Supplied text:
--- begin ---

It's all about the beer and finding your way to it

Wednesday, December 7, 2011

A Return

It has been a while since the last post here. The time has been spent on a career transition to commercial brewing and it has taken up a lot of my time. Many of the upcoming posts will cover some of my beery experiences since the last post. There certainly have been a lot of those. For now enjoy this pint of cask ale from England…

Friday, May 28, 2010

Bamberg: Beer Country

Earlier this month was a trip to Bamberg. If there is a beer city, this is it. 10 breweries in town and most with their own taverns. We visited Spezial, Fassla, Keesmans, Mahrs, & Schlenkerla.

All were excellent but Spezial and Mahrs stand out for me. Spezial had a wonderful smoked lager and marzen while Mahrs had their Ungespundet or U-bier. As the late Michael Jackson described it: Ungespundet "means 'unbunged', indicating that the maturation was in a vessel open to the atmsphere (ie not controlled by a pressure valve). This makes for a lesser carbonation. With a diminished gassiness, there is less carbonic "bite" on he tongue, so the drinker is more sensitive to the flavours in the beer". In Mahrs they serve it from a gravity barrel (see below in the photo).

The smoked beers from Spezial were also a real treat as they are more lightly smoked than the more well known  Schlenkerla brands. I enjoyed the subtleness that came with them. Overall Bamberg is a place that they beer lover must see.

Monday, May 17, 2010

Beer in Italy

A recent trip to Italy has helped to revise my opinion of Italian beer quite a bit. Recent years have seen a growth in Italian craft brewing as brewers try to take the Italian reputation for fine quality ingredients into the realm of beer. Last year I tried a couple different Italian beers in NYC but was left underwhelmed by them. They either tried to imitate existing styles, like Belgian tripels, or come up with their own, most often by making a chestnut beer (Italy grows a wide variety of chestnut types). Prices for these beers were quite high (~$15/glass) and I did not see how it was justified when I could, for example, get a much better actual Belgian tripel at a less cost. Similarly, the chestnut beer I tried tasted like some sort of chestnut juice drink and not a proper beer.

--- end ---

Set problem A: List the breweries that the beer blog says were visited in Bamberg.

Data shown:
--- begin ---

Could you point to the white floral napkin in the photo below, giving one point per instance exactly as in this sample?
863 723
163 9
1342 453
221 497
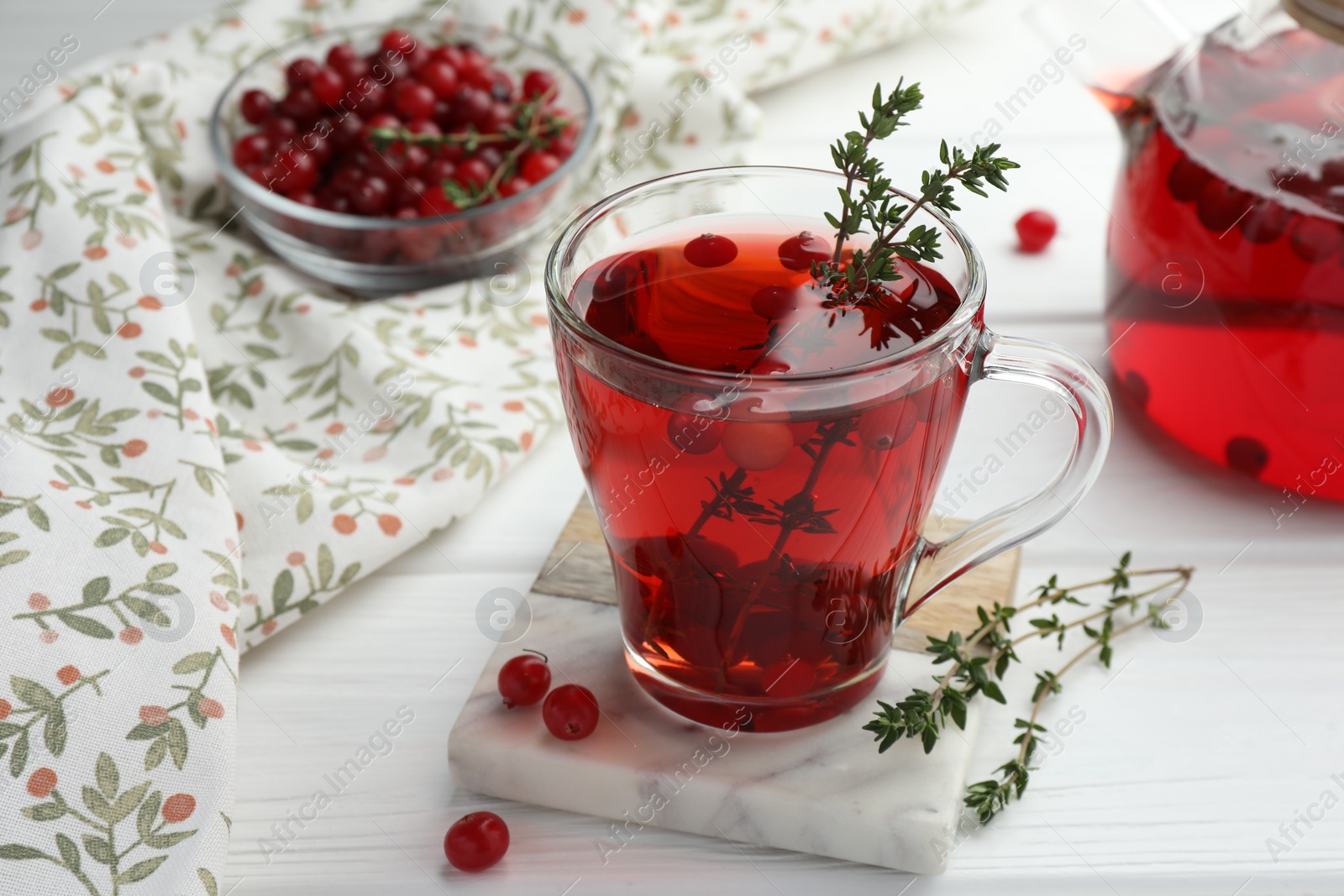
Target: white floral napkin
178 484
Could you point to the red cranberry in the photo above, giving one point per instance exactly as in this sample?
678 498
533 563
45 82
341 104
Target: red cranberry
416 159
538 83
390 65
438 170
416 101
1187 181
383 120
539 165
773 302
347 132
434 203
423 127
300 73
255 105
757 445
1315 239
501 86
370 196
438 76
417 56
524 680
491 156
470 107
474 172
449 54
696 432
250 149
300 105
501 118
797 253
371 102
346 179
1247 454
333 202
474 65
570 712
328 86
710 250
1035 230
889 425
1221 204
299 170
409 192
476 841
1267 222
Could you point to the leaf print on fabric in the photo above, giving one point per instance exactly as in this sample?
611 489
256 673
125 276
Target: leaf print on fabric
282 595
98 609
165 734
102 831
324 432
35 190
37 712
163 378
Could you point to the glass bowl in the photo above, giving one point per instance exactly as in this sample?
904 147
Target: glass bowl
386 255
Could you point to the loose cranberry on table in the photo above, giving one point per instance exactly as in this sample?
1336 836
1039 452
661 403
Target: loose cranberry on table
450 132
570 712
1035 230
524 680
476 841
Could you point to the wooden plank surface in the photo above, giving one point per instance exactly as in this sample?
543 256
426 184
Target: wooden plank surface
1191 755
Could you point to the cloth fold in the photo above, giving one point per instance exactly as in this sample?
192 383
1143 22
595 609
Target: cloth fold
181 483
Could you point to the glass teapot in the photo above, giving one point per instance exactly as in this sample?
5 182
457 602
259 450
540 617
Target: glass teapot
1225 269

--- end ---

Set problem B: Transcribe the rows, beginning at the line that contains "Could you point to the cloth" and continuing through the final line of the rows.

Right answer A: Spezial, Fassla, Keesmans, Mahrs, Schlenkerla

Right answer B:
Could you point to the cloth fold in the photo above, giving one point per instance exactly as in this sample?
192 383
1143 22
595 609
Target: cloth fold
181 483
Could you point to the glass teapot in the photo above, giving one point per instance exactly as in this sample?
5 182
457 602
259 450
540 617
Target: glass teapot
1225 269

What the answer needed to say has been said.